● Stated task: Reproduce, line for line, the part of the records running from the line with "100), using the photo above." up to and including the line with "Note: in this practice we tag every instance of the textured".
┌────────
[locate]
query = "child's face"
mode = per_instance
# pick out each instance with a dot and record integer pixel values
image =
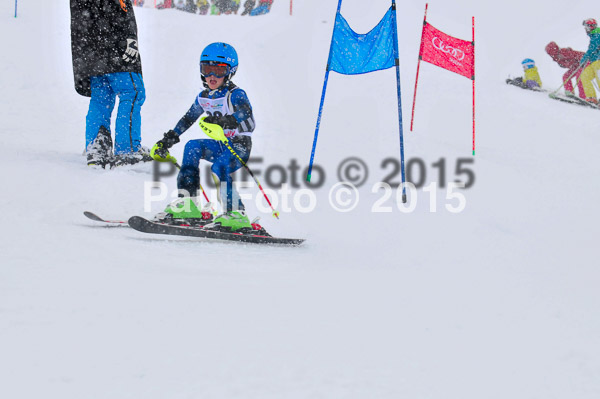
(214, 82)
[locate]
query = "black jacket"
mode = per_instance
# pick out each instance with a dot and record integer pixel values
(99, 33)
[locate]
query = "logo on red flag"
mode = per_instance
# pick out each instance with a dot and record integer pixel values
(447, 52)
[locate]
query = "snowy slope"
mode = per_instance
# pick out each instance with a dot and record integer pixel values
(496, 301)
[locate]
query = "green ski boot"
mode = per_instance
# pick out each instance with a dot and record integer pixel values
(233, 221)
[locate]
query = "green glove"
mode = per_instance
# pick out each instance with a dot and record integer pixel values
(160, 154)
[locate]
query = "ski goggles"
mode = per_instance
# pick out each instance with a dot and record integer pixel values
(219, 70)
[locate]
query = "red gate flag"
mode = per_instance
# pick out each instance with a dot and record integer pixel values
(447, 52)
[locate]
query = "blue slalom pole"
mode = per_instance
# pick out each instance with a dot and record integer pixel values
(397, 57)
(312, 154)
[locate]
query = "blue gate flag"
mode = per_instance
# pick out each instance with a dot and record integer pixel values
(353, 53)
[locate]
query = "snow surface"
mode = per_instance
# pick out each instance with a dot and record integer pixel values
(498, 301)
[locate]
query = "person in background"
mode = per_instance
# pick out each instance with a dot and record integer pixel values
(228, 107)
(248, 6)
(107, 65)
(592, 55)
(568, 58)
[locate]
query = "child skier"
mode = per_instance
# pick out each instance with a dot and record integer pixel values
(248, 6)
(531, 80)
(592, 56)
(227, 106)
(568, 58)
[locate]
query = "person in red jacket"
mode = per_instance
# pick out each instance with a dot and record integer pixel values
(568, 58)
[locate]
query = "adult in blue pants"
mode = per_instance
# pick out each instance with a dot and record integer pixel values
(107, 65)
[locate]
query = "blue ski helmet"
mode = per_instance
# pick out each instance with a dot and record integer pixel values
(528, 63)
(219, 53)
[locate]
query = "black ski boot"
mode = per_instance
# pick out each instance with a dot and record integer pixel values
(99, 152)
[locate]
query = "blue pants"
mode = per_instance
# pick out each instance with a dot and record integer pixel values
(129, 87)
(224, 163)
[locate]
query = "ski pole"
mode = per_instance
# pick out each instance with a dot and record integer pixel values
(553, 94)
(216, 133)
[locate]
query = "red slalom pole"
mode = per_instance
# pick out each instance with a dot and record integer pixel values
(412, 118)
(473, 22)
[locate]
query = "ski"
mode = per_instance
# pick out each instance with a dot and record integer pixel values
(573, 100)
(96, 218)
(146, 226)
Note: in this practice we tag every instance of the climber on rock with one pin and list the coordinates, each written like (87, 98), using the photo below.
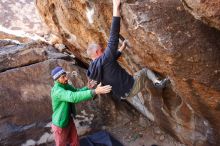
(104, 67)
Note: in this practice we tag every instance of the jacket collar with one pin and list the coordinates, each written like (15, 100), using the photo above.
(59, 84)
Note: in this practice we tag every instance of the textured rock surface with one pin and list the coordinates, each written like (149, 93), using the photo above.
└────────
┌────────
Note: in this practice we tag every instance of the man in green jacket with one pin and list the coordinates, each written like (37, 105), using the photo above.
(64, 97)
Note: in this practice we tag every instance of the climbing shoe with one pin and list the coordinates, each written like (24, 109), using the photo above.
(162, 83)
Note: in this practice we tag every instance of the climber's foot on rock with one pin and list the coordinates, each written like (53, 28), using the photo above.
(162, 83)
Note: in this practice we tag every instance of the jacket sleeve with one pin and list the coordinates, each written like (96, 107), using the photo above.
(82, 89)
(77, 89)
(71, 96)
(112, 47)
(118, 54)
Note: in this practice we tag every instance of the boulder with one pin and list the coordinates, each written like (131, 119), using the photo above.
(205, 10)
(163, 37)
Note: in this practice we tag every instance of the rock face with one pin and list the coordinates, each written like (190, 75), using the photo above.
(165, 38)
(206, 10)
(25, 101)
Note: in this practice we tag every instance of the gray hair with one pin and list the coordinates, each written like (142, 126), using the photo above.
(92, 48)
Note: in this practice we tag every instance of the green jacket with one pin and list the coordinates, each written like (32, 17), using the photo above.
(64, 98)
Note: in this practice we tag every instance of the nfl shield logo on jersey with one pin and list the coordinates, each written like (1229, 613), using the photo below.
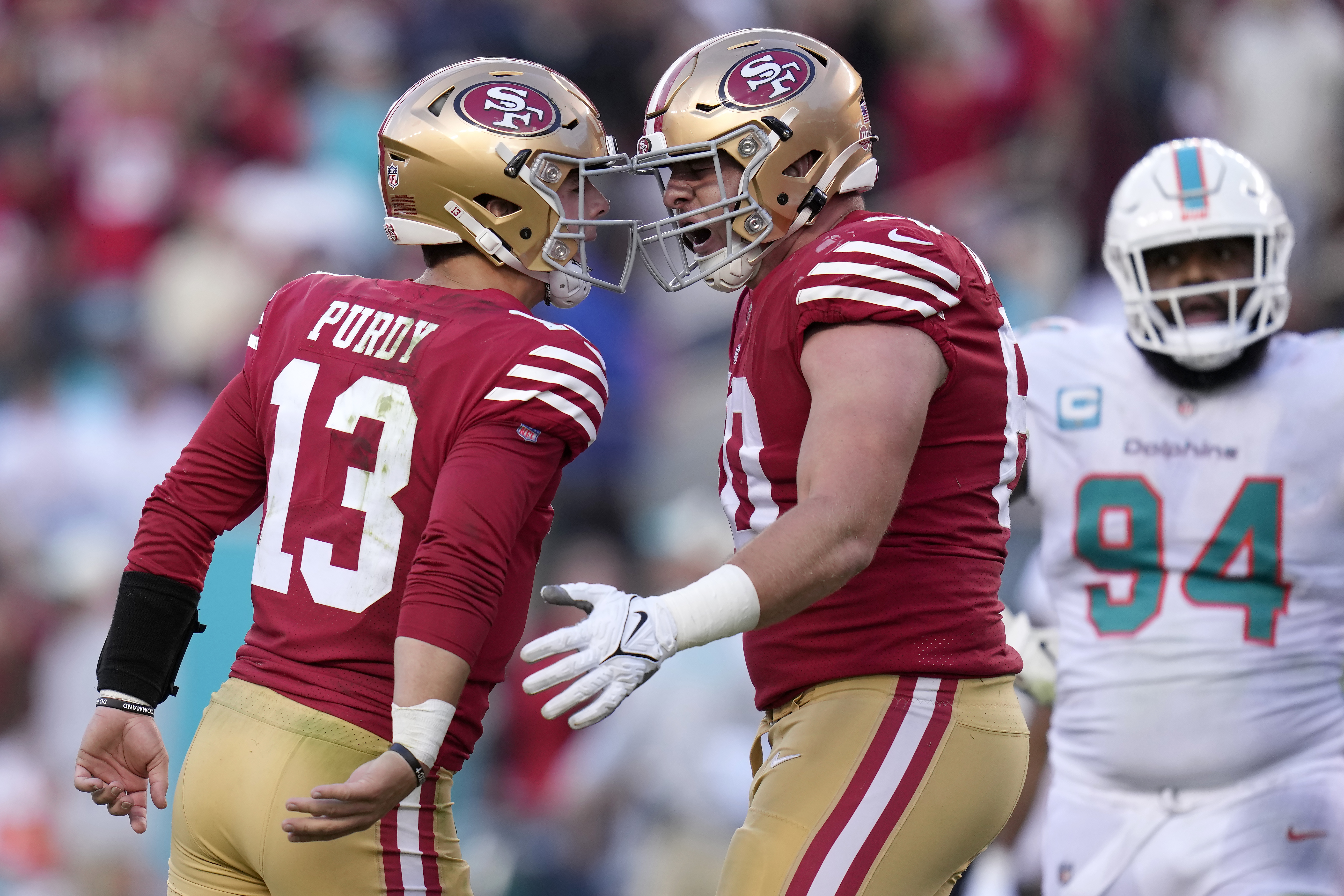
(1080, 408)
└────────
● Answer to this exercise:
Note: in this practice we tag every instance of the jacket collar with one pin and list the coordinates, each written like (15, 100), using the photo above.
(59, 84)
Note: in this practice we tag every instance of the textured rock surface with one pin and list the coordinates, each written like (149, 93), using the photo above.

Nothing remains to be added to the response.